Instructions to follow:
Copy exactly the run of lines that begins at the line with "point: leafy branch" and ends at the final line of the entries.

□ □ □ □ □ □ □

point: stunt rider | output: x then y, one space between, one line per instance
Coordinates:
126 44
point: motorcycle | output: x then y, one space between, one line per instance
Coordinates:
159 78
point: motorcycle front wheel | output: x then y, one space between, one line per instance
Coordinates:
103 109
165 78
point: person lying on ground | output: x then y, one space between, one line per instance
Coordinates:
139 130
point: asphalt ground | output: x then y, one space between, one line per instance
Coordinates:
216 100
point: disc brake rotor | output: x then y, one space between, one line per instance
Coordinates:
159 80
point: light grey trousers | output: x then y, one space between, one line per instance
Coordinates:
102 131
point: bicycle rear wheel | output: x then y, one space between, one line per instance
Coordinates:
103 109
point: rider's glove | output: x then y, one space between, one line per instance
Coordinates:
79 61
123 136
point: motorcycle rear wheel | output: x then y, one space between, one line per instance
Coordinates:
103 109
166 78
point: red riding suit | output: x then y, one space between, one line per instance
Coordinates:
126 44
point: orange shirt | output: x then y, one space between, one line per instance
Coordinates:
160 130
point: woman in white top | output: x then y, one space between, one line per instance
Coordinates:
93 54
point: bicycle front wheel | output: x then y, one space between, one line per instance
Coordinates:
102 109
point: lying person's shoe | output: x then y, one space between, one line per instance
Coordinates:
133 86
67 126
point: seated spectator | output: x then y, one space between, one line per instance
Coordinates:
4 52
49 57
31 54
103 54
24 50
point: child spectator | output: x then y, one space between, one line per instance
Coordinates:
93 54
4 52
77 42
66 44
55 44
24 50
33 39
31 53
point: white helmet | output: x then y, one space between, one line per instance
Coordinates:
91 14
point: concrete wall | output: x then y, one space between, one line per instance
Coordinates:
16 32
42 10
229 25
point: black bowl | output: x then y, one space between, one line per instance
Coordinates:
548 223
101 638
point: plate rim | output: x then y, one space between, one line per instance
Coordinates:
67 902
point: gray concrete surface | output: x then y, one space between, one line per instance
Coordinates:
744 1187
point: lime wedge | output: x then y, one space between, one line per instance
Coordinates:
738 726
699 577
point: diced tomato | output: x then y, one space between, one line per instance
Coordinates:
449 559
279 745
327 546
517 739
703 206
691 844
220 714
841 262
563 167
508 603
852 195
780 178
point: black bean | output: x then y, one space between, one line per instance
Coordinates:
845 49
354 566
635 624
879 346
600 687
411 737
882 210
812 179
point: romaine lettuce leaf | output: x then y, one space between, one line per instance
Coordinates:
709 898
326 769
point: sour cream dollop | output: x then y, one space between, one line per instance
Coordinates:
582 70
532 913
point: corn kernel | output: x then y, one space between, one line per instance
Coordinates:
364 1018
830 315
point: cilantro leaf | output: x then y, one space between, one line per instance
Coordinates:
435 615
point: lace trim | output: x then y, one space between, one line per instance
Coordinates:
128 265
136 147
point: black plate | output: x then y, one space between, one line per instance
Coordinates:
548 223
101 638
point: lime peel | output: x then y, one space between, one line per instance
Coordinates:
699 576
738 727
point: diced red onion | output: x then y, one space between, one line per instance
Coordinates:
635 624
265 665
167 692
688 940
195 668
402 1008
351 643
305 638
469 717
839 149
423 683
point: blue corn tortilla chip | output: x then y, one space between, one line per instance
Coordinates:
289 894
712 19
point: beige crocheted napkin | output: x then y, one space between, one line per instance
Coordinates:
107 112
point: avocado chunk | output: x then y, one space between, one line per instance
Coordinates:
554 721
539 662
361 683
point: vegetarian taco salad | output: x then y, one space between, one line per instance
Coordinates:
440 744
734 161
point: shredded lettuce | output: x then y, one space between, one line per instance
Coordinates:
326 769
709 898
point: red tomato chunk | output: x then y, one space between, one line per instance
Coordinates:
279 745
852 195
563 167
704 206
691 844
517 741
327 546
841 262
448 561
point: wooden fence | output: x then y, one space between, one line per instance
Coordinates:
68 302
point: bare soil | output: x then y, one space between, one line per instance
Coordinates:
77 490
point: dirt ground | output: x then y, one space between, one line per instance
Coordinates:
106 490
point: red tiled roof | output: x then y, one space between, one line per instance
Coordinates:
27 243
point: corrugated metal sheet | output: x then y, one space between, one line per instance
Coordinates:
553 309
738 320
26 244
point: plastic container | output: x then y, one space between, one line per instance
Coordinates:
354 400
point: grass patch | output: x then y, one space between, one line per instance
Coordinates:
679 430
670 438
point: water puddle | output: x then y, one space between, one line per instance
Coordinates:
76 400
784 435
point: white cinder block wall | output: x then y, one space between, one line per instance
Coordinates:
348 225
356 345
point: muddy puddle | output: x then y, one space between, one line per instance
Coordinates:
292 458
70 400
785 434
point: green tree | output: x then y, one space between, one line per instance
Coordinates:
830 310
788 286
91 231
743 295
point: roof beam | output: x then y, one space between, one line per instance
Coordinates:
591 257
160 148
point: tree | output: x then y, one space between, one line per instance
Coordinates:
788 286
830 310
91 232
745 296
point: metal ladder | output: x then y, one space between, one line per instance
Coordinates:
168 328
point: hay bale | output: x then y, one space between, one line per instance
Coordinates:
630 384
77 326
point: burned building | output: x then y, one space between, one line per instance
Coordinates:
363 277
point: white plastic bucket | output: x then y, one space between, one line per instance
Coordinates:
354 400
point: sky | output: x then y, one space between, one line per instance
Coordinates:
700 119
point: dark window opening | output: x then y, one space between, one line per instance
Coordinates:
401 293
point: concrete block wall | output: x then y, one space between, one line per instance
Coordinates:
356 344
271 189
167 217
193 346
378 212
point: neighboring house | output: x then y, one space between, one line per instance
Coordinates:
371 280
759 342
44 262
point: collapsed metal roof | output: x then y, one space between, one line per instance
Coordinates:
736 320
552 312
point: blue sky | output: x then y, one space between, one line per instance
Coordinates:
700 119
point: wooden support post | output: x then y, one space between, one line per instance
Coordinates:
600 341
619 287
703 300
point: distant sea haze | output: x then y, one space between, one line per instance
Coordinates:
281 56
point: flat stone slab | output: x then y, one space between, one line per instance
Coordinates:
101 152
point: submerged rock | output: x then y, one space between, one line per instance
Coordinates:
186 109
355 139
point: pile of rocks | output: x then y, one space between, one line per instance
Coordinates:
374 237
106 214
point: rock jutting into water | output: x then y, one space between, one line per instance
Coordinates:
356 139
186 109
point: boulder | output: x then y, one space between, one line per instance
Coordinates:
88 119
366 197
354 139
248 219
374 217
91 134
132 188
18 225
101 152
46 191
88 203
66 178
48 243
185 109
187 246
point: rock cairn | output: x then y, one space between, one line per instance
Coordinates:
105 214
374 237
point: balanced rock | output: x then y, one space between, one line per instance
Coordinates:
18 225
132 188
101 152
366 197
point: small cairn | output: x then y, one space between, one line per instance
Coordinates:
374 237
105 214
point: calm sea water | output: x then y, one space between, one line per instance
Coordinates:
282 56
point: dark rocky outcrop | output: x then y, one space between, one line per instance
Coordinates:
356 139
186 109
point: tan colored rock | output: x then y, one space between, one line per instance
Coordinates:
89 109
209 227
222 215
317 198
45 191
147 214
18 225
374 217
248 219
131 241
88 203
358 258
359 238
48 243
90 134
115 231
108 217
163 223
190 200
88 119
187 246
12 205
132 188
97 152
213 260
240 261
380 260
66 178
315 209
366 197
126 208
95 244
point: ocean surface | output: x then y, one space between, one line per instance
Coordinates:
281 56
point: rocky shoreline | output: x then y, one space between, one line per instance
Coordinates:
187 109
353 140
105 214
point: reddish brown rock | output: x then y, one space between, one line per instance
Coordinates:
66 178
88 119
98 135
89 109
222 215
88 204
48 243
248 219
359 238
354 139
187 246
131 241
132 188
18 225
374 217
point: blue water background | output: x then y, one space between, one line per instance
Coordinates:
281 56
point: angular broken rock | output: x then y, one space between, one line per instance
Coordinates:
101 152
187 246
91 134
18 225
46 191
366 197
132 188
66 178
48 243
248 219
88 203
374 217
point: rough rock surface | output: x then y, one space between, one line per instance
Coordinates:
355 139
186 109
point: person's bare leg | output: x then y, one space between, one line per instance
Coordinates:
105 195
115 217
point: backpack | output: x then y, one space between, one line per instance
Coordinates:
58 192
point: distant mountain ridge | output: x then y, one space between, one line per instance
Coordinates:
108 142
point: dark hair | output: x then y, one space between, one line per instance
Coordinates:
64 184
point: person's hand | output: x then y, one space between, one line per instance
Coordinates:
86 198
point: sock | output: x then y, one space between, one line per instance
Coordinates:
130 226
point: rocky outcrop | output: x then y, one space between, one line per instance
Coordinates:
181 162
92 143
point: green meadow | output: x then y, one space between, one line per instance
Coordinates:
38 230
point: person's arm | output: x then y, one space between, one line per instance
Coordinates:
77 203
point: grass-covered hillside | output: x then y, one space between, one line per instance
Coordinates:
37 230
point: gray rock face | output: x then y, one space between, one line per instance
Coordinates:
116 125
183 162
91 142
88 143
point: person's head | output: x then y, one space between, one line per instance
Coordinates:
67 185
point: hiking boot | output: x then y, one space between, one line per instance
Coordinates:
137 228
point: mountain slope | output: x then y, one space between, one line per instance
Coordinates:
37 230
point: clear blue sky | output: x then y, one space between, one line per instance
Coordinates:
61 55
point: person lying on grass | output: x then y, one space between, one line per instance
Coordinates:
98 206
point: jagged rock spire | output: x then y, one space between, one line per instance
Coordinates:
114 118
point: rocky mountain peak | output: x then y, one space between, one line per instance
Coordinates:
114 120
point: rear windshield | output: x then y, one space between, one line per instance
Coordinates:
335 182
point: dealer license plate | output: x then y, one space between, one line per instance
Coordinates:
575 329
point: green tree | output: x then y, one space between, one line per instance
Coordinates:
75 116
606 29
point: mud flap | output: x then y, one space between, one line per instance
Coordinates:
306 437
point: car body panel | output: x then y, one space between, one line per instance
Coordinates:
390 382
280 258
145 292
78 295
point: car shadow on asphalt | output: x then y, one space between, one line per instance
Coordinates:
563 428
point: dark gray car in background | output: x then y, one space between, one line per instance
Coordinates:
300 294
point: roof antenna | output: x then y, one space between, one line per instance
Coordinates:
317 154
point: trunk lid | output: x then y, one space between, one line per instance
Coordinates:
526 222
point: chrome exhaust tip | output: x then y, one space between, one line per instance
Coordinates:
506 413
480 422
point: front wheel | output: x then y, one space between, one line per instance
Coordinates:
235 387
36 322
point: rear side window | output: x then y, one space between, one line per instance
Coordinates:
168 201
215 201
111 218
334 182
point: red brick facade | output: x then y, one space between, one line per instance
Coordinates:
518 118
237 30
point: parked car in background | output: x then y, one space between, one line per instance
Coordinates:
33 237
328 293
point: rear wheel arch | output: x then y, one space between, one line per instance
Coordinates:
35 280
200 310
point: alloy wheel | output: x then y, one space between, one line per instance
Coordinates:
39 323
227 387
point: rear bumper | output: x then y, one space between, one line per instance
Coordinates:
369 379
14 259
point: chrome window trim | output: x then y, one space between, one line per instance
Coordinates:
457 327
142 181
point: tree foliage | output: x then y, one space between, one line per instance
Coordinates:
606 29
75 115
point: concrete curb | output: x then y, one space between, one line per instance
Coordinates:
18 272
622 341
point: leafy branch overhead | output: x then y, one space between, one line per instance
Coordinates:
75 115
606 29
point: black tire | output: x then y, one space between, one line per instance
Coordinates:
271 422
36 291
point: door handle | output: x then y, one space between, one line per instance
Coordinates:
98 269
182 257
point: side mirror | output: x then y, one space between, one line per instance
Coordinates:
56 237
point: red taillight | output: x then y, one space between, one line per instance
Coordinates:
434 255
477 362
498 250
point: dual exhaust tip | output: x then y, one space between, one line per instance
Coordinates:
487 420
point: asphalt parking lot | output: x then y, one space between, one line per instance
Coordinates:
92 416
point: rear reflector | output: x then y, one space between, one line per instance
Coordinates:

□ □ □ □ □ □ □

Written response:
point: leafy branch overhead | output: x then y, one space between, one line per instance
Coordinates:
75 115
606 29
point: black tire | output: x then y, one space between, one line per instance
Coordinates:
271 422
36 291
point: door handle | output: x then y, one space between, one line per instance
Coordinates:
98 269
182 257
point: side mirror | output: x then y, one space between, one line per instance
Coordinates:
56 237
point: red taillight | output: x then y, one space between, one line per instance
Coordinates:
434 255
477 362
498 250
point: dual exhaust tip | output: x then y, one space between, one line per instance
Coordinates:
487 420
point: asphalt parking lot | output: x then y, one space between, one line per instance
Coordinates:
92 416
point: rear reflector | output: x then y, one space between, one line per instance
Coordinates:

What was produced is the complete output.